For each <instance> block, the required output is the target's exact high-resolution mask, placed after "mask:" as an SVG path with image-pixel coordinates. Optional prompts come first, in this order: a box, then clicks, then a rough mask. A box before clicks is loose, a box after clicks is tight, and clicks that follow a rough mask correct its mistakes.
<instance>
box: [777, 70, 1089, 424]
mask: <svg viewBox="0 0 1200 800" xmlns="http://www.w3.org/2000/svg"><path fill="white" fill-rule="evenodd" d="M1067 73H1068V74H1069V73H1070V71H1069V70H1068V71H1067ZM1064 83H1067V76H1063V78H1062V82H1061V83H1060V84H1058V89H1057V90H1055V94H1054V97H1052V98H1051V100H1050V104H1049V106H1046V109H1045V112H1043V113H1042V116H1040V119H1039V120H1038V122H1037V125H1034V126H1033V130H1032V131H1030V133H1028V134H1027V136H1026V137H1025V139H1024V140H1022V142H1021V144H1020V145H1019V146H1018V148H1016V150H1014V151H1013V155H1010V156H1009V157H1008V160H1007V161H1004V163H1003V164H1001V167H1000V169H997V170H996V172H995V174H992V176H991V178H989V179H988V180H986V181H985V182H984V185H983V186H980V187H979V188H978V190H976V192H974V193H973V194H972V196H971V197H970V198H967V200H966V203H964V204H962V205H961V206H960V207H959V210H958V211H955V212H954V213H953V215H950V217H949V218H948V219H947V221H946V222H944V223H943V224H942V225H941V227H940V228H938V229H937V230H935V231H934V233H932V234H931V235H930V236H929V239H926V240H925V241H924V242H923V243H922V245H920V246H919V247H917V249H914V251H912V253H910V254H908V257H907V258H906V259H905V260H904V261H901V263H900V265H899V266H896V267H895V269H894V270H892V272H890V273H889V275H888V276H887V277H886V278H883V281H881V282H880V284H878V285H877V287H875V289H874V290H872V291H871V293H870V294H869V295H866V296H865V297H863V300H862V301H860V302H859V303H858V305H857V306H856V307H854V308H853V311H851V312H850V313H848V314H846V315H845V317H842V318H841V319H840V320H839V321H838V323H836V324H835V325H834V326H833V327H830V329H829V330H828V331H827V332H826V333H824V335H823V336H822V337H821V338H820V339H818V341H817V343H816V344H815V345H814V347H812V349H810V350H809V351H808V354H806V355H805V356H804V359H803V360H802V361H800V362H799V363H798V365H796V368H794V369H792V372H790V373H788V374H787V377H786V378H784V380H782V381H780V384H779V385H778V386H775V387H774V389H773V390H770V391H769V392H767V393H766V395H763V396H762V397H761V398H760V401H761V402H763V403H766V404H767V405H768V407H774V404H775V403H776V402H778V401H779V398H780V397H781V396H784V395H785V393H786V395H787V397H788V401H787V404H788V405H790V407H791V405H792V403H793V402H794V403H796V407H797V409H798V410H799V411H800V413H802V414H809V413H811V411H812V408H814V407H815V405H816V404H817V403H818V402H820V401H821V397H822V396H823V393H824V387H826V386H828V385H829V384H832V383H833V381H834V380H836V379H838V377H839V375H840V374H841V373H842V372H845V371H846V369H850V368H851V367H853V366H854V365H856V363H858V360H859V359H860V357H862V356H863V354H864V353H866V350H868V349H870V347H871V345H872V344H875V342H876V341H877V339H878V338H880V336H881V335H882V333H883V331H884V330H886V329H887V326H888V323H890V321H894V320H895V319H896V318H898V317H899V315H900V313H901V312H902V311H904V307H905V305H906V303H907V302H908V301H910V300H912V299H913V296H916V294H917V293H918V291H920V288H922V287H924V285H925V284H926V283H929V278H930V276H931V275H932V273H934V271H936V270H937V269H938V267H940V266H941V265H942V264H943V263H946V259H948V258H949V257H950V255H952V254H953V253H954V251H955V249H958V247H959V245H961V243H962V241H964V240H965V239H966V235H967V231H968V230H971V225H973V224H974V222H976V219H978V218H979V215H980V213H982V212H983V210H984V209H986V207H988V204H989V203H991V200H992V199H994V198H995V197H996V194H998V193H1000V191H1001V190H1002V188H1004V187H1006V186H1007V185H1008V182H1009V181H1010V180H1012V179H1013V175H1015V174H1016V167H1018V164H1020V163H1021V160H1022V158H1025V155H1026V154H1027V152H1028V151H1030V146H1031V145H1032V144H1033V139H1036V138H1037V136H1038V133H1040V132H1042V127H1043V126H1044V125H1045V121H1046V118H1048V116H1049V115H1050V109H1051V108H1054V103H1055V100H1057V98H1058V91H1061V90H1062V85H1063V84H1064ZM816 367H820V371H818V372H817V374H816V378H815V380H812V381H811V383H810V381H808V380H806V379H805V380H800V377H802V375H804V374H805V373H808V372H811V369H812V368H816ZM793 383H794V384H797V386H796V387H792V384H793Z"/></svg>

· · · · ·

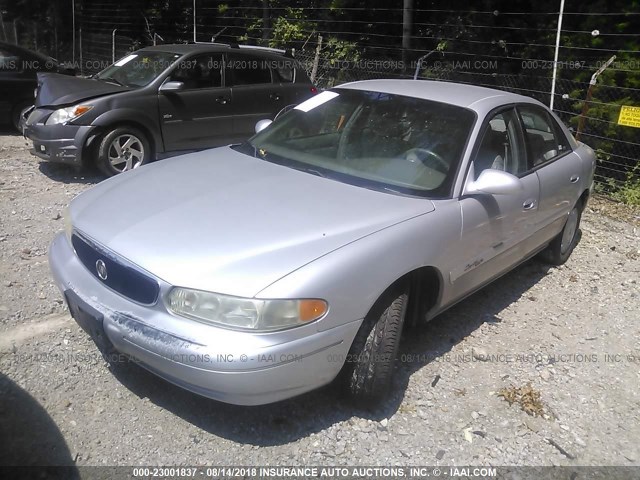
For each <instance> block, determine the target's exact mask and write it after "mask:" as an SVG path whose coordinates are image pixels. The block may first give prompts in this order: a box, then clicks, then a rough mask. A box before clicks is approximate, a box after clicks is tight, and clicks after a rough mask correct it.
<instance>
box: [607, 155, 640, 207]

· · · · ·

Exercise directions
Can you render the lines running from the line with "For each <instance> block, the" up to and including the line with "box: [777, 70, 1089, 424]" as a JSON list of strings, one string per line, with blank lines omitted?

Exercise result
[
  "For each <instance> block, the required output is the target's exact high-resolution mask, placed after \"mask:\" as an SVG path with image-pixel coordinates. Optional prompts come first, in this order: a box, then clicks, then a rough mask. A box before clicks is loose, a box after clicks is tight, and clicks that follow a rough mask correct its mistakes.",
  "<instance>",
  "box: [777, 70, 1089, 424]"
]